Aim
Could you copy the lines below word for word, leaving the pictures out of your answer?

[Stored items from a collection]
* * * * *

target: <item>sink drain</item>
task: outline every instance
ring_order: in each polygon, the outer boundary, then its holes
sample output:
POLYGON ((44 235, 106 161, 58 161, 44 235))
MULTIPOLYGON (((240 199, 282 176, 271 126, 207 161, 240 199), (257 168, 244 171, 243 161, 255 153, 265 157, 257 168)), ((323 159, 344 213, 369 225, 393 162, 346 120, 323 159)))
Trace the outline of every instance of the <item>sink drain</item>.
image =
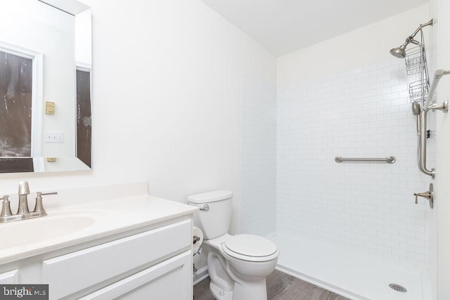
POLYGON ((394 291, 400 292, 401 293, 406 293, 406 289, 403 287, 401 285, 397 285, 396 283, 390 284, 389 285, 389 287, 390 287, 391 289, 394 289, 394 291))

* * * * *

Full solution
target: <item>sink drain</item>
task: outline every instance
ring_order: in each polygon, the outer boundary, then its holes
sample output:
POLYGON ((44 235, 106 161, 58 161, 44 235))
MULTIPOLYGON (((240 199, 282 176, 271 126, 207 161, 240 199), (257 168, 244 171, 243 161, 255 153, 265 157, 257 168)), ((323 159, 344 213, 369 225, 393 162, 346 120, 323 159)))
Trace the outline of every instance of the <item>sink drain</item>.
image =
POLYGON ((394 291, 400 292, 401 293, 406 293, 406 289, 403 287, 401 285, 397 285, 396 283, 390 284, 389 285, 389 287, 390 287, 391 289, 394 289, 394 291))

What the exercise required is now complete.